• Exercise goal
Copy out every line of the material below, character for character, without changing anything.

--- Extracted material ---

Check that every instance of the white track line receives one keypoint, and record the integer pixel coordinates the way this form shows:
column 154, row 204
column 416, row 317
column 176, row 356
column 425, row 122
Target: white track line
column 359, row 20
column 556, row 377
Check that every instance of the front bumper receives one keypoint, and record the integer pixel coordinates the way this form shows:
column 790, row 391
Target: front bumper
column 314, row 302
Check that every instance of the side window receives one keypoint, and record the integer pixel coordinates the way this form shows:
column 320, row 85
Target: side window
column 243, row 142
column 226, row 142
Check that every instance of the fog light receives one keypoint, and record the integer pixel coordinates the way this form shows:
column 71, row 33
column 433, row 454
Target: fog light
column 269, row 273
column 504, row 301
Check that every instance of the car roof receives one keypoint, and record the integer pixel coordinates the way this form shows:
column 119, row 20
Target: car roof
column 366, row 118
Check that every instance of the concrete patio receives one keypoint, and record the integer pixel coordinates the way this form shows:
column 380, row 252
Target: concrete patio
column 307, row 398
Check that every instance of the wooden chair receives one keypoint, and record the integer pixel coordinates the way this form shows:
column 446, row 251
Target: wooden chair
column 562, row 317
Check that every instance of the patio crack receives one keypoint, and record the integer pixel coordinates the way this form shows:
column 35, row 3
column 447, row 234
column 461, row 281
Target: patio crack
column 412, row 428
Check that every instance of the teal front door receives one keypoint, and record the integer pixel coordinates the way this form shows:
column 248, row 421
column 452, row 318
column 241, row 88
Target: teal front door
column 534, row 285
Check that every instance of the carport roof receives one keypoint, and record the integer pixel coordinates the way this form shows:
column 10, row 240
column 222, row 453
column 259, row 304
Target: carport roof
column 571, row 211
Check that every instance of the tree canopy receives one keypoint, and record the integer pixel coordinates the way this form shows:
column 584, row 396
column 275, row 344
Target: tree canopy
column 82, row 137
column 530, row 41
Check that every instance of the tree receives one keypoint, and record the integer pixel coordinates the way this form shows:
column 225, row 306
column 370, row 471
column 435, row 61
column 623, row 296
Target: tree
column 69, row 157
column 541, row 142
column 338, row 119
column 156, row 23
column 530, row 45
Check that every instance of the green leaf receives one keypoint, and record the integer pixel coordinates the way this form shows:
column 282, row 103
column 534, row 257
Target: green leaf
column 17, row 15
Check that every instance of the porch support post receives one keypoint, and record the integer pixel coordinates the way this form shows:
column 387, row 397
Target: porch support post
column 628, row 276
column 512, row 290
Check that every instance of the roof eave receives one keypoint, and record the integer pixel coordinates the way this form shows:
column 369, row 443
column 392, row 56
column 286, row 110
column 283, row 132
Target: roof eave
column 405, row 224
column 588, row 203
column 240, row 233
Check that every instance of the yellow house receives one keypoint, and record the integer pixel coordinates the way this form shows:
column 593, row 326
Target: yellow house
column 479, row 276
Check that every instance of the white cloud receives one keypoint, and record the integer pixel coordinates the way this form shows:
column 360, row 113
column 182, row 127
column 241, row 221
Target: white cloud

---

• Response below
Check that every instance of the white track line receives one keypoint, and record the integer pixel coordinates the way this form shows:
column 154, row 204
column 416, row 317
column 176, row 356
column 425, row 122
Target: white track line
column 359, row 20
column 556, row 377
Check that every instance of the front bumper receives one keypoint, and record the integer pixel coordinates the way this form shows:
column 790, row 391
Target: front bumper
column 314, row 302
Check that every instance of the side window receives one keypoint, and record the integer pixel coordinates the way this form shows:
column 320, row 85
Target: side window
column 243, row 142
column 226, row 142
Check that every instance of the fog light receives one keypoint, and record the integer pixel coordinates the way this form shows:
column 71, row 33
column 433, row 454
Target: fog light
column 269, row 273
column 504, row 301
Check that every instance of the car roof receives one keypoint, and record the integer pixel coordinates the way this form shows:
column 119, row 20
Target: car roof
column 366, row 118
Check that every instance of the concrete patio receives one keypoint, and record the integer pixel coordinates the way this form shows:
column 380, row 252
Target: concrete patio
column 307, row 398
Check that every instance of the wooden chair receives one keypoint, and record the integer pixel coordinates the way this form shows:
column 446, row 251
Target: wooden chair
column 562, row 317
Check that every instance of the patio crack receives one keypoint, and record the integer pixel coordinates the way this form shows:
column 35, row 3
column 447, row 234
column 461, row 281
Target: patio crack
column 412, row 428
Check that every instance of the teal front door receives one keypoint, and record the integer pixel coordinates the way this form shows:
column 248, row 421
column 452, row 318
column 241, row 88
Target: teal front door
column 534, row 285
Check that every instance of the carport roof receives one keypoint, and record the integer pixel coordinates the way this form shows:
column 10, row 240
column 222, row 453
column 259, row 304
Target: carport roof
column 571, row 211
Check that every instance of the tree canopy receives one keypoint, and record the integer pixel coordinates the way this form shows:
column 584, row 396
column 275, row 344
Target: tree canopy
column 82, row 137
column 530, row 41
Check that every instance of the tree receives one keypoint, and record the integer pixel coordinates the way this form shows:
column 225, row 306
column 370, row 471
column 435, row 61
column 623, row 296
Target: tree
column 69, row 157
column 541, row 142
column 338, row 119
column 156, row 23
column 530, row 45
Check that every instance of the green leaf receives one keypoint, and record the integer pixel coordinates the way this form shows:
column 282, row 103
column 534, row 257
Target: green leaf
column 17, row 15
Check that every instance of the porch support post receives one keypoint, and record the integer pixel coordinates the way this form shows:
column 387, row 397
Target: porch support post
column 628, row 276
column 512, row 290
Check that every instance of the roof eave receives one keypoint, and record the integer pixel coordinates the way this form shows:
column 369, row 443
column 392, row 56
column 286, row 110
column 283, row 132
Target: roof eave
column 405, row 224
column 588, row 203
column 240, row 233
Check that every instance of the yellow house receives one keypoint, and record the integer pixel coordinates the way this form shows:
column 593, row 326
Target: yellow house
column 479, row 276
Check that every instance of the white cloud receives one keypoint, and record the integer pixel coordinates the way this form shows:
column 360, row 113
column 182, row 127
column 241, row 221
Target: white cloud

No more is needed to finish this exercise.